BACAAN:
Dengan nalar filsafat inilah, umat Islam dituntut untuk tidak melakukan sikap-sikap apologetik dengan kepura-puraan ganda, yakni kebanggaan menyebutkan Islam sebagai agama yang rasional dan menghargai ilmu pengetahuan, namun di sisi lain sangat takut atau bahkan marah saat keyakinan agamanya yang doktriner bertentangan dengan hasil-hasil sains yang faktual.

Meskipun demikian, filsafat bukanlah alat untuk menjustifikasi kebenaran atau kesalahan agama, tetapi lebih sebagai alat bantu yang dipertimbangkan untuk dapat menafsirkan agama dengan benar, aktual, dan fungsional. Ini bukanlah usaha apologetis tetapi ijtihadis. Dengan cara ini, filsafat akan memberikan ketelitian manusia dalam berpikir, sehingga berimplikasi memperkuat keyakinan agama dan kebenaran ajaran yang dianutnya.

Salah satu yang menyebabkan tertancapnya akar keyakinan beragama secara kuat adalah paradigma dan ideologi yang dianut. Ideologi pada dasarnya merupakan tumpuan agama yang diperoleh dari pandangan dunia (al-ru’yah al-kauniyah alias world view) sebagai poros manusia dalam menafsirkan secara universal keberadaan hirarki wujud semesta. Al-ru’yah al-kauniyah ini sebagai hasil kajian dan penalaran yang memberikan kesimpulan tentang alam jagat-raya (makrokosmos), tentang manusia (mikrokosmos), masyarakat dan sejarahnya, yang diperoleh dari analisis filosofis yang matang dan berasaskan pada Epistemologi Islami.[4] Ciri-ciri Pandangan Dunia yang baik, sebagaimana yang dipaparkan Syahid Ayatullah Murtadha Muthahhari, adalah:

[1] Pandangan dunia yang berlandaskan pada berbagai argumentasi akal (logis dan rasional).

[2] Pandangan atau proses penafsirannya harus sesuai dengan fitrah penciptaan alam.

[3] Selain memiliki nilai, pandangan dunia tersebut juga mengobarkan semangat, harapan, serta rasa bertanggungjawab.[5]

Dengan demikian, jelaslah bahwa nalar filsafat membantu manusia membangun paradigma dan ideologinya. Paradigma adalah asumsi-asumsi filosofis yang mendasari suatu bidang peradaban seperti misalnya sains dan teknologi. Dalam sains, paradigma berarti asumsi-asumsi filosofis yang diyakini ilmuwan secara umum dalam usaha mengkaji sesuatu. Dan karena dikatakan sebagai asumsi-asumsi filosofis, maka ia mengandung asumsi metafisis, ontologis, epistemologis, aksiologis, visi, bahkan sistem nilai.

CATATAN HASIL EKSTRAKSI:
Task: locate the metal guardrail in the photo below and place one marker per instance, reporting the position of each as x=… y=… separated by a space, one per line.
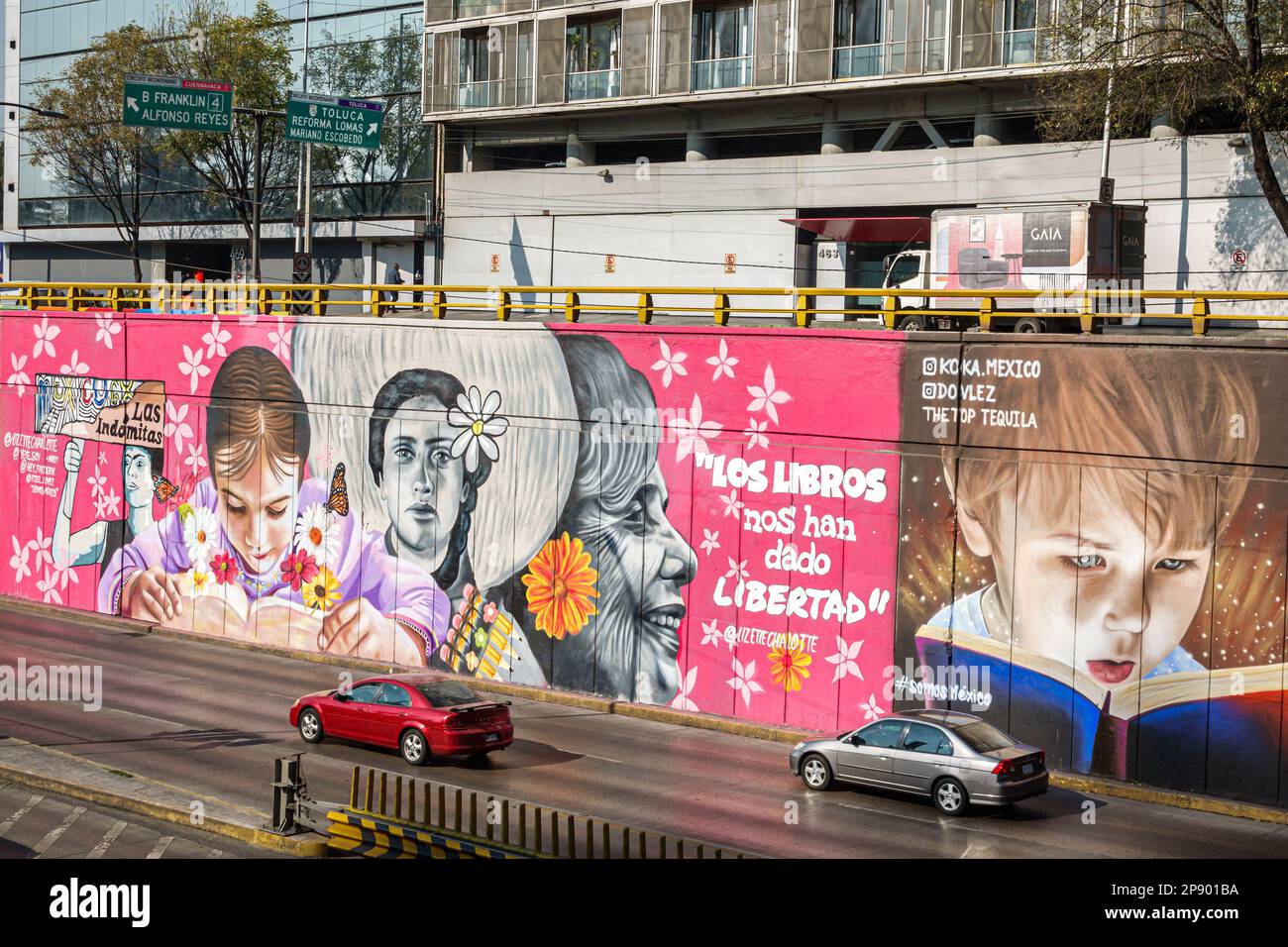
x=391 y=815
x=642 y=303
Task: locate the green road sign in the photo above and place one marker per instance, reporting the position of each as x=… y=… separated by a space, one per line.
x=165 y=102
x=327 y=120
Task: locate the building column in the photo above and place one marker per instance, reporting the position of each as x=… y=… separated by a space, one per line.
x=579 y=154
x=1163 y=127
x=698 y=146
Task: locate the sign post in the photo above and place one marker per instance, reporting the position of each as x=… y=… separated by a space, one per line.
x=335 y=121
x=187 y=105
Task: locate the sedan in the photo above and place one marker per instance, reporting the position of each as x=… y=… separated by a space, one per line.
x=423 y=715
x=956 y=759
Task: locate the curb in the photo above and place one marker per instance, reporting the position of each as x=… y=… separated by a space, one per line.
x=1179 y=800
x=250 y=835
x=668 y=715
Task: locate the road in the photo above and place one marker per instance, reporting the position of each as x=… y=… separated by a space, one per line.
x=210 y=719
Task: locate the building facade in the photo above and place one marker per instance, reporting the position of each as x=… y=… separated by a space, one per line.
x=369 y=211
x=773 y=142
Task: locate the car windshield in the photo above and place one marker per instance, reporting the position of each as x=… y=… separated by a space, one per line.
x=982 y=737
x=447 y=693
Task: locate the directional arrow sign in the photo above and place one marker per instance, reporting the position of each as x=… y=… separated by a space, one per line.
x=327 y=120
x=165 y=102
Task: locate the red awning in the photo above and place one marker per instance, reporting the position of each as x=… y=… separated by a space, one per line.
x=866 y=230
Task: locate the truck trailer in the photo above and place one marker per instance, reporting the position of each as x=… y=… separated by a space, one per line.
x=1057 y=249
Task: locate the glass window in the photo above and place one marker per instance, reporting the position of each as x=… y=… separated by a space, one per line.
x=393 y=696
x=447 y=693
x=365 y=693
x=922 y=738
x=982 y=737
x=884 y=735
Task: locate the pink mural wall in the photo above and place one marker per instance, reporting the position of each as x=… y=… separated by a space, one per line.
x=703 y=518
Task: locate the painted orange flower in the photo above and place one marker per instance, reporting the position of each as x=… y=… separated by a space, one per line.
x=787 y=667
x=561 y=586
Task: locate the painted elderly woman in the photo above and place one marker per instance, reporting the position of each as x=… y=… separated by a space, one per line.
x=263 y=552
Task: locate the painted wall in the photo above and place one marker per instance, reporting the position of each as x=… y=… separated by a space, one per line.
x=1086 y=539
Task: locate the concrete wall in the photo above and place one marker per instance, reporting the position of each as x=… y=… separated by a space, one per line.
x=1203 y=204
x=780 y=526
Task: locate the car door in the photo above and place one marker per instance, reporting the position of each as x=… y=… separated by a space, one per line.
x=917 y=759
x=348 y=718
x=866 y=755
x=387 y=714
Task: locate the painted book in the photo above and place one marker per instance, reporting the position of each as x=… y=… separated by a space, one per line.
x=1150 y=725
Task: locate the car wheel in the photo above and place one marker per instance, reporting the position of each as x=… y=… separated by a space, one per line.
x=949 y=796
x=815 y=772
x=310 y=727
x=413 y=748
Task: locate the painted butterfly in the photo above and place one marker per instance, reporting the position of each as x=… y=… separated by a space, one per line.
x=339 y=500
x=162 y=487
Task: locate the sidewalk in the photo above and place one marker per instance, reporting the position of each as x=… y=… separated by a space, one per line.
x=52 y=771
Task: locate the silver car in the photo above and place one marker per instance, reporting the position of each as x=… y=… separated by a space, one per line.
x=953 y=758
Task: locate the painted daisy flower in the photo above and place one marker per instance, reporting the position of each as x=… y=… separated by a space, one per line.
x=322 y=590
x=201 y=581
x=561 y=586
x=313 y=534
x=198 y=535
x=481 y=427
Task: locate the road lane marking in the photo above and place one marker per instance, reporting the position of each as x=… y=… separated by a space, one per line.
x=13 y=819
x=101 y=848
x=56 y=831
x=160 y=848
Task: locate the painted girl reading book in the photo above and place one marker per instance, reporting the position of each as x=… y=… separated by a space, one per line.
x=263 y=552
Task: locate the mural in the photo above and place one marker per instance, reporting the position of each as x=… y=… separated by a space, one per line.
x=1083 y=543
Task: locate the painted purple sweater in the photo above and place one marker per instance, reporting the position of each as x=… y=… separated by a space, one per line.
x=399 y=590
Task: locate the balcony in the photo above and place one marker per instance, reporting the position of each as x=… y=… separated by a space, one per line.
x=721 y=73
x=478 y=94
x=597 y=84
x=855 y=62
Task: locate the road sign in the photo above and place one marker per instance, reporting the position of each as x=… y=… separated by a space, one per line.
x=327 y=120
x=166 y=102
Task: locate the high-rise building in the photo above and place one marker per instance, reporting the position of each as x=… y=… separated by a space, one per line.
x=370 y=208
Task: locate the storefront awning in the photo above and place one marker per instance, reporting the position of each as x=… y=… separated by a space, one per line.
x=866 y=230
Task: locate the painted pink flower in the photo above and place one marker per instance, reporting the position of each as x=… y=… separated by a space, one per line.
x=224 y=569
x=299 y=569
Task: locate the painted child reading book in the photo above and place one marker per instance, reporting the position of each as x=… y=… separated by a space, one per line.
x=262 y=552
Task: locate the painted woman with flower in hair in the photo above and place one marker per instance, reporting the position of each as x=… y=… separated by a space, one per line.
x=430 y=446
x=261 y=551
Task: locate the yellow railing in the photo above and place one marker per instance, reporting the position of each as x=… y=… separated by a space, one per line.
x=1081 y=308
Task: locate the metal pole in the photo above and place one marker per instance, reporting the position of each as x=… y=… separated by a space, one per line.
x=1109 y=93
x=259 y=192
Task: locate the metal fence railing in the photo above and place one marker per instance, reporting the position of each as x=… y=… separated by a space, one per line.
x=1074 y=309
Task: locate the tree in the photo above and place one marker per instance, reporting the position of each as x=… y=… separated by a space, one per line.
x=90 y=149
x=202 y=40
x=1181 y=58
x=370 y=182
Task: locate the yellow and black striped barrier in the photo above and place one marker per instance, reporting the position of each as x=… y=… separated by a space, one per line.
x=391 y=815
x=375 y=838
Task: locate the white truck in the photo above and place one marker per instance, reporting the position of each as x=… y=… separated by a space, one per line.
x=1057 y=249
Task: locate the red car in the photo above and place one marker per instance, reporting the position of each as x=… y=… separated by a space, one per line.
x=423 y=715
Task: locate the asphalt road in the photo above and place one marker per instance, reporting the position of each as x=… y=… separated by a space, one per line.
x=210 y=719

KETENTUAN LATIHAN:
1. Jawablah pertanyaan berikut berdasarkan bacaan.
(a) Filsafat bukanlah alat untuk apa?
(b) Ideologi pada dasarnya merupakan tumpuan agama yang diperoleh dari apa?
(c) Apa yang dimaksud dengan paradigma?
2. Tolong salin persis bagian bacaan yang dimulai pada kata-kata "[1] Pandangan dunia" dan berhenti setelah kata-kata "bahkan sistem nilai.".

JAWABAN BERURUTAN:
1.
(a) Filsafat bukanlah alat untuk menjustifikasi kebenaran atau kesalahan agama.
(b) Ideologi diperoleh dari pandangan dunia (al-ru'yah al-kauniyah alias world view).
(c) Paradigma adalah asumsi-asumsi filosofis yang mendasari suatu bidang peradaban, seperti sains dan teknologi.

2.
[1] Pandangan dunia yang berlandaskan pada berbagai argumentasi akal (logis dan rasional).

[2] Pandangan atau proses penafsirannya harus sesuai dengan fitrah penciptaan alam.

[3] Selain memiliki nilai, pandangan dunia tersebut juga mengobarkan semangat, harapan, serta rasa bertanggungjawab.[5]

Dengan demikian, jelaslah bahwa nalar filsafat membantu manusia membangun paradigma dan ideologinya. Paradigma adalah asumsi-asumsi filosofis yang mendasari suatu bidang peradaban seperti misalnya sains dan teknologi. Dalam sains, paradigma berarti asumsi-asumsi filosofis yang diyakini ilmuwan secara umum dalam usaha mengkaji sesuatu. Dan karena dikatakan sebagai asumsi-asumsi filosofis, maka ia mengandung asumsi metafisis, ontologis, epistemologis, aksiologis, visi, bahkan sistem nilai.